**Текст документа:**
* * *

После раннего обеда неожиданный приказ: приготовиться к построению, с оружием. И через несколько минут – общее построение. Над нашими шеренгами – грозно смотрящие вперед стволы самоходных орудий.

Подполковник Федоров рапортует представителю политотдела Центра формирования о построении личного состава для вручения Гвардейского знамени. Приезжего полковника я сразу узнал: он был и в том, старом полку 30 июня.

В глубокой тишине торжественно и выпукло звучат слова приказа о переименовании нашей части в 333-й гвардейский Краматорский тяжелый самоходно-артиллерийский полк. У всех на виду расчехляется новое Знамя. «К принятию гвардейской присяги!..» – и все, от командира полка до девушки-поварихи, в едином порыве опускаются на правое колено и, держа личное оружие на изготовку, звенящими или низкими от волнения голосами произносят простые, но пламенные слова суровой гвардейской клятвы. На глазах моих закипают слезы, сердце то замирает, то начинает вдруг колотиться в груди, во рту пересохло, а правая рука сама собой сжимает рукоять ТТ.

Вот в последний раз прокатился над низиной грозный гул голосов. Гвардии подполковник Федоров, склонив голову, целует край алого полотнища, затем поднимается с земли и берет под козырек, отдавая честь гвардейской святыне.

И перед неподвижно застывшим строем поплыло наше Знамя, струясь тяжелыми складками шелка, ало пылая под солнцем. Не вели мелодию звонкие трубы, не гремели литавры, не рявкали мужественные басы, и не пели вдохновенно и мягко волторны – все происходило перед нашими немыми шеренгами почти беззвучно, только раздавался приглушенный топот знаменного взвода, чеканящего шаг по кочковатому лугу, но каждый из нас видел и слышал то, что нужно было видеть и слышать.

Поужинали необычно рано, и сразу был объявлен отбой. На вечерней поверке командиры подразделений строжайше [325] запретили любые отлучки из расположения полка, хотя никто никуда и не собирался. Ведь в «самоволку» тоже с умом хаживать надо, с разбором – вспомнились шутливые наставления комсорга старого полка. 9 июля

Не успели, кажется, и разоспаться – подъем! 2.00 на светящемся циферблате танковых часов. В 3.00 колонна двинулась к Загорску, разбудив, понятное дело, весь Птицеград, хотя и повернула, не доехав до него целого километра, влево, через поля и овраги, напрямик к погрузочным платформам, щадя старую булыжную дорогу.

* * *

**Набор данных:**
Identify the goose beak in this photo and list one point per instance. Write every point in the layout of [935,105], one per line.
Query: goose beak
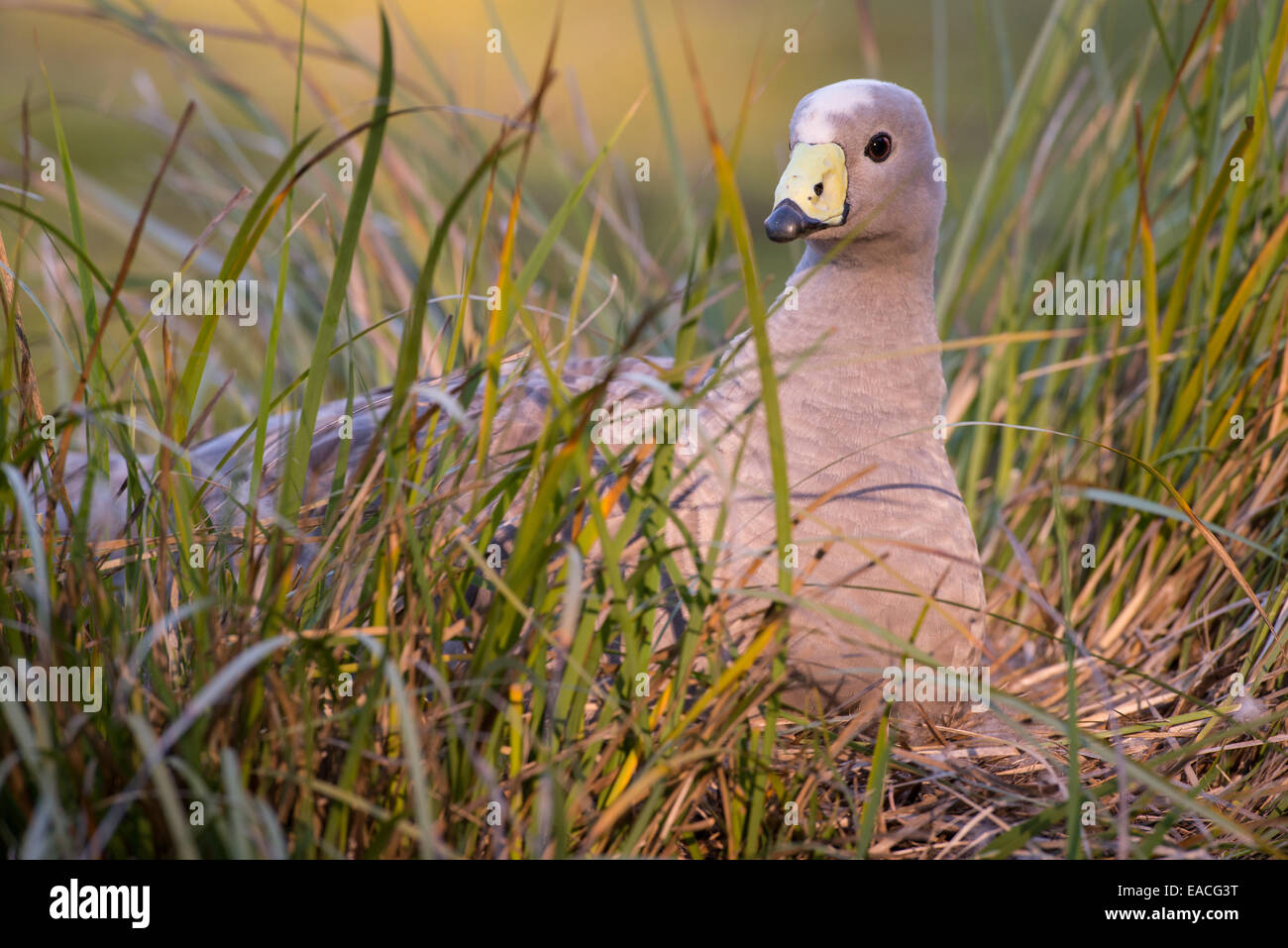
[810,194]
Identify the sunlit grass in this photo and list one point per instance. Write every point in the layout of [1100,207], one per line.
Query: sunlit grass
[398,690]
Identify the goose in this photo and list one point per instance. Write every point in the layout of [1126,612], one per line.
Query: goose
[887,553]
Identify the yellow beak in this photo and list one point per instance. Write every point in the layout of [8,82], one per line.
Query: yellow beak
[810,194]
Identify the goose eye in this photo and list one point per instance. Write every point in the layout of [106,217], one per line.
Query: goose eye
[879,147]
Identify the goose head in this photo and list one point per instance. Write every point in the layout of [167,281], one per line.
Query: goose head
[862,158]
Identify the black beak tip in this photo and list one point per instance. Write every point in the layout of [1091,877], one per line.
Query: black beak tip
[786,223]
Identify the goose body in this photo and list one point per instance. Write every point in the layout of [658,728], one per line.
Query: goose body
[883,537]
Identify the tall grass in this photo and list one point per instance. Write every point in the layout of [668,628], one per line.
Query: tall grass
[403,690]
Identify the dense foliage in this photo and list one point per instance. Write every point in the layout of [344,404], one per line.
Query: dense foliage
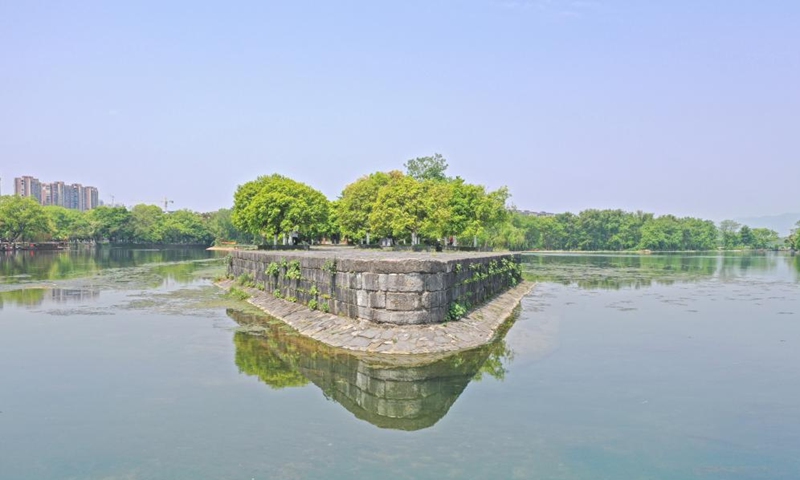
[273,205]
[619,230]
[23,219]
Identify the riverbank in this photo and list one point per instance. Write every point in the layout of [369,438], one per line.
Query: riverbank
[479,327]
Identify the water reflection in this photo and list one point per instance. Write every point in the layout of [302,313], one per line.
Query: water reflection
[612,272]
[32,297]
[398,393]
[19,267]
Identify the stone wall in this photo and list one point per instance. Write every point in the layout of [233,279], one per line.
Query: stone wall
[380,286]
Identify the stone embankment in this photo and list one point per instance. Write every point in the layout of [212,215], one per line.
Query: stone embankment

* * *

**Исходный запрос 1:** Объясните по тексту документа, почему колонна повернула влево, не доехав до Загорска. Ответ дайте в одном–трех предложениях.
**Исходный запрос 2:** Как, согласно тексту документа, стала называться часть после приказа о переименовании?
**Исходный запрос 3:** Процитируйте, пожалуйста, фрагмент текста документа, начиная со слов «И перед неподвижно» и заканчивая словами «видеть и слышать.».
Для ответов используйте только текст документа.

**Результат 1:** Колонна повернула влево, не доехав до Загорска целого километра, и пошла через поля и овраги напрямик к погрузочным платформам, чтобы пощадить старую булыжную дорогу.

**Результат 2:** 333-й гвардейский Краматорский тяжелый самоходно-артиллерийский полк.

**Результат 3:**
И перед неподвижно застывшим строем поплыло наше Знамя, струясь тяжелыми складками шелка, ало пылая под солнцем. Не вели мелодию звонкие трубы, не гремели литавры, не рявкали мужественные басы, и не пели вдохновенно и мягко волторны – все происходило перед нашими немыми шеренгами почти беззвучно, только раздавался приглушенный топот знаменного взвода, чеканящего шаг по кочковатому лугу, но каждый из нас видел и слышал то, что нужно было видеть и слышать.